- Instructions for the task: Every record must be copied exactly. Leave nothing out.

- Input data:
BEGIN

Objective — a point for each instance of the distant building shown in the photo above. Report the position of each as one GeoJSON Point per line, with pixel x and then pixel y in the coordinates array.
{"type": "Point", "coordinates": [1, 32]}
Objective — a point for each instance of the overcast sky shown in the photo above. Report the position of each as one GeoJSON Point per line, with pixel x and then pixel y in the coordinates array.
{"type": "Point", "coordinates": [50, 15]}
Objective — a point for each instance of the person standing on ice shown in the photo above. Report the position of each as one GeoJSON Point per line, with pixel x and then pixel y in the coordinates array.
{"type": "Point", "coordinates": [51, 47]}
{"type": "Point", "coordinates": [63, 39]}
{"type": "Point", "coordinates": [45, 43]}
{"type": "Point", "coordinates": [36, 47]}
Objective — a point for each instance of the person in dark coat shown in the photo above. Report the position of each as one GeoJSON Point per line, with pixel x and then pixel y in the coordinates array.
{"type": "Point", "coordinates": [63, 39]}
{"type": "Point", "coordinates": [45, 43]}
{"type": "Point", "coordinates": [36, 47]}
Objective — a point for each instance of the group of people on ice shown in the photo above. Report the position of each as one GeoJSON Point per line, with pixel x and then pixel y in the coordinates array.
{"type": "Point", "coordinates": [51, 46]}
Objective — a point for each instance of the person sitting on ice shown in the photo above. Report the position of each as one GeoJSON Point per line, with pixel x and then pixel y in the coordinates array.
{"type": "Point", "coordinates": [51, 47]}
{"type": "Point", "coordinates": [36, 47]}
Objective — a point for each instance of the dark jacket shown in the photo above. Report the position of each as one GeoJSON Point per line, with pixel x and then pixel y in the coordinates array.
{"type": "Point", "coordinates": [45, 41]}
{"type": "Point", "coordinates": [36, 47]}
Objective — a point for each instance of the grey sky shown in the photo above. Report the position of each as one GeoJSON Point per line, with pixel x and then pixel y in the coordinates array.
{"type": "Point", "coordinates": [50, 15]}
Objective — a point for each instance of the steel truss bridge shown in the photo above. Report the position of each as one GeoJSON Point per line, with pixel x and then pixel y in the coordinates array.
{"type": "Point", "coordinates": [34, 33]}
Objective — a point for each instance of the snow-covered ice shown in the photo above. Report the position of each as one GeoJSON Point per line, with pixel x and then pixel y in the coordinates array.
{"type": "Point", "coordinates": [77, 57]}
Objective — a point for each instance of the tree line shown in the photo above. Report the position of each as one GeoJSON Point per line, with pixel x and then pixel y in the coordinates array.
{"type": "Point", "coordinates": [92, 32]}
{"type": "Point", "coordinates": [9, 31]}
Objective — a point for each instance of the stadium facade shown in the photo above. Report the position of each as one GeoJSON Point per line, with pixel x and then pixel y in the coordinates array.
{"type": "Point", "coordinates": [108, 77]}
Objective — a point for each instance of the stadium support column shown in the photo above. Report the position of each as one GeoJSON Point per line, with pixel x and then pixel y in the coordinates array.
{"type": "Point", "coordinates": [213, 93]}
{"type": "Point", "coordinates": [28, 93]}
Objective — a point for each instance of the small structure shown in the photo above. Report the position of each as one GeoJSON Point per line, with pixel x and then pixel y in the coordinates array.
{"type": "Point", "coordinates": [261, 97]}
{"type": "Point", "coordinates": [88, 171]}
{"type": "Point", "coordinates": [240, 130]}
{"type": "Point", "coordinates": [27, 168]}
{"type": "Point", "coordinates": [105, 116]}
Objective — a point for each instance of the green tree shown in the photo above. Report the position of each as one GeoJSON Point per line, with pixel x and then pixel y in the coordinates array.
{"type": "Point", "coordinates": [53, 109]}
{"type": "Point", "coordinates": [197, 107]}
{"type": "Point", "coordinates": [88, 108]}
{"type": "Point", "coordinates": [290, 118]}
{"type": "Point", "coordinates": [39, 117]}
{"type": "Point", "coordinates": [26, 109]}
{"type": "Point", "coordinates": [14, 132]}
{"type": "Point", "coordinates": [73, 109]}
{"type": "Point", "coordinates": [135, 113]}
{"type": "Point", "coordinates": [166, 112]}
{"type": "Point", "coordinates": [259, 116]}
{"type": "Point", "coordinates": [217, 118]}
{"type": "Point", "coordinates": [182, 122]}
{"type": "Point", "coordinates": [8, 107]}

END

- Exercise solution:
Objective — a point for each instance of the distant building shown in the photo above. Report the position of each as one GeoJSON Point per line, with pixel x and then pixel y in the coordinates array.
{"type": "Point", "coordinates": [1, 32]}
Objective — a point for each instance of the overcast sky shown in the photo above. Report the position of each as one GeoJSON Point per line, with pixel x and then pixel y in the coordinates array.
{"type": "Point", "coordinates": [50, 15]}
Objective — a point for each instance of the person standing on ice shown in the photo above. Report the position of each as one GeoJSON Point per line, with pixel x and then pixel y in the coordinates array.
{"type": "Point", "coordinates": [51, 47]}
{"type": "Point", "coordinates": [63, 39]}
{"type": "Point", "coordinates": [45, 43]}
{"type": "Point", "coordinates": [36, 47]}
Objective — a point for each instance of the person in dark coat shown in the photo above. Report the position of each as one GeoJSON Point per line, with pixel x and then pixel y in the coordinates array.
{"type": "Point", "coordinates": [63, 39]}
{"type": "Point", "coordinates": [45, 43]}
{"type": "Point", "coordinates": [36, 47]}
Objective — a point for each instance of the group of people on ice shown in the photo above. Report the position of each as one GeoJSON Point per line, with pixel x and then pixel y in the coordinates array.
{"type": "Point", "coordinates": [51, 46]}
Objective — a point for each instance of the person sitting on ice shown in the photo above. Report the position of each as one GeoJSON Point per line, with pixel x and then pixel y in the coordinates array.
{"type": "Point", "coordinates": [51, 47]}
{"type": "Point", "coordinates": [36, 47]}
Objective — a point for each instance of the dark jacket shown in the photo above. Report the position of each as one GeoJSON Point per line, with pixel x and then pixel y in the coordinates array.
{"type": "Point", "coordinates": [45, 41]}
{"type": "Point", "coordinates": [36, 47]}
Objective — a point for each instance of the grey sky shown in the photo above. Report the position of each as one GeoJSON Point per line, with pixel x and then pixel y in the coordinates array.
{"type": "Point", "coordinates": [50, 15]}
Objective — a point for each instance of the steel truss bridge shown in the photo above. Report the position of each as one GeoJSON Point per line, with pixel x and then pixel y in the coordinates array.
{"type": "Point", "coordinates": [34, 33]}
Objective — a point for each instance of the snow-covered ice shown in the photo above. Report the position of each as one GeoJSON Point per line, with pixel x and then pixel y in the coordinates array.
{"type": "Point", "coordinates": [77, 57]}
Objective — a point for each instance of the tree line shown in the photo above. Report the position of each as one GeoJSON Point per line, with pixel x and then pixel y in the coordinates array.
{"type": "Point", "coordinates": [92, 32]}
{"type": "Point", "coordinates": [9, 31]}
Objective — a point for each instance of the stadium facade shown in the photo above. Report the position of each as one GeoJSON Point per line, with pixel x and then pixel y in the coordinates array.
{"type": "Point", "coordinates": [108, 77]}
Objective — a point for each instance of the stadium support column shown in the photo above. Report the position of each as one GeoJSON Point per line, with pixel x and then pixel y in the coordinates array.
{"type": "Point", "coordinates": [213, 93]}
{"type": "Point", "coordinates": [28, 93]}
Objective — a point for each instance of the small structure shown in the photo above. Report the position of each as one GeoJSON Point per line, with pixel x and then pixel y in the coordinates array.
{"type": "Point", "coordinates": [261, 97]}
{"type": "Point", "coordinates": [88, 171]}
{"type": "Point", "coordinates": [240, 130]}
{"type": "Point", "coordinates": [27, 168]}
{"type": "Point", "coordinates": [105, 116]}
Objective — a point for each instance of the green tree shown in the photo above. Report the position of each as one GeoJSON Point per line, with pixel x and then pixel y in the coordinates array.
{"type": "Point", "coordinates": [53, 109]}
{"type": "Point", "coordinates": [197, 107]}
{"type": "Point", "coordinates": [88, 108]}
{"type": "Point", "coordinates": [290, 118]}
{"type": "Point", "coordinates": [39, 117]}
{"type": "Point", "coordinates": [26, 109]}
{"type": "Point", "coordinates": [14, 132]}
{"type": "Point", "coordinates": [73, 109]}
{"type": "Point", "coordinates": [135, 113]}
{"type": "Point", "coordinates": [166, 112]}
{"type": "Point", "coordinates": [259, 116]}
{"type": "Point", "coordinates": [217, 118]}
{"type": "Point", "coordinates": [182, 122]}
{"type": "Point", "coordinates": [8, 107]}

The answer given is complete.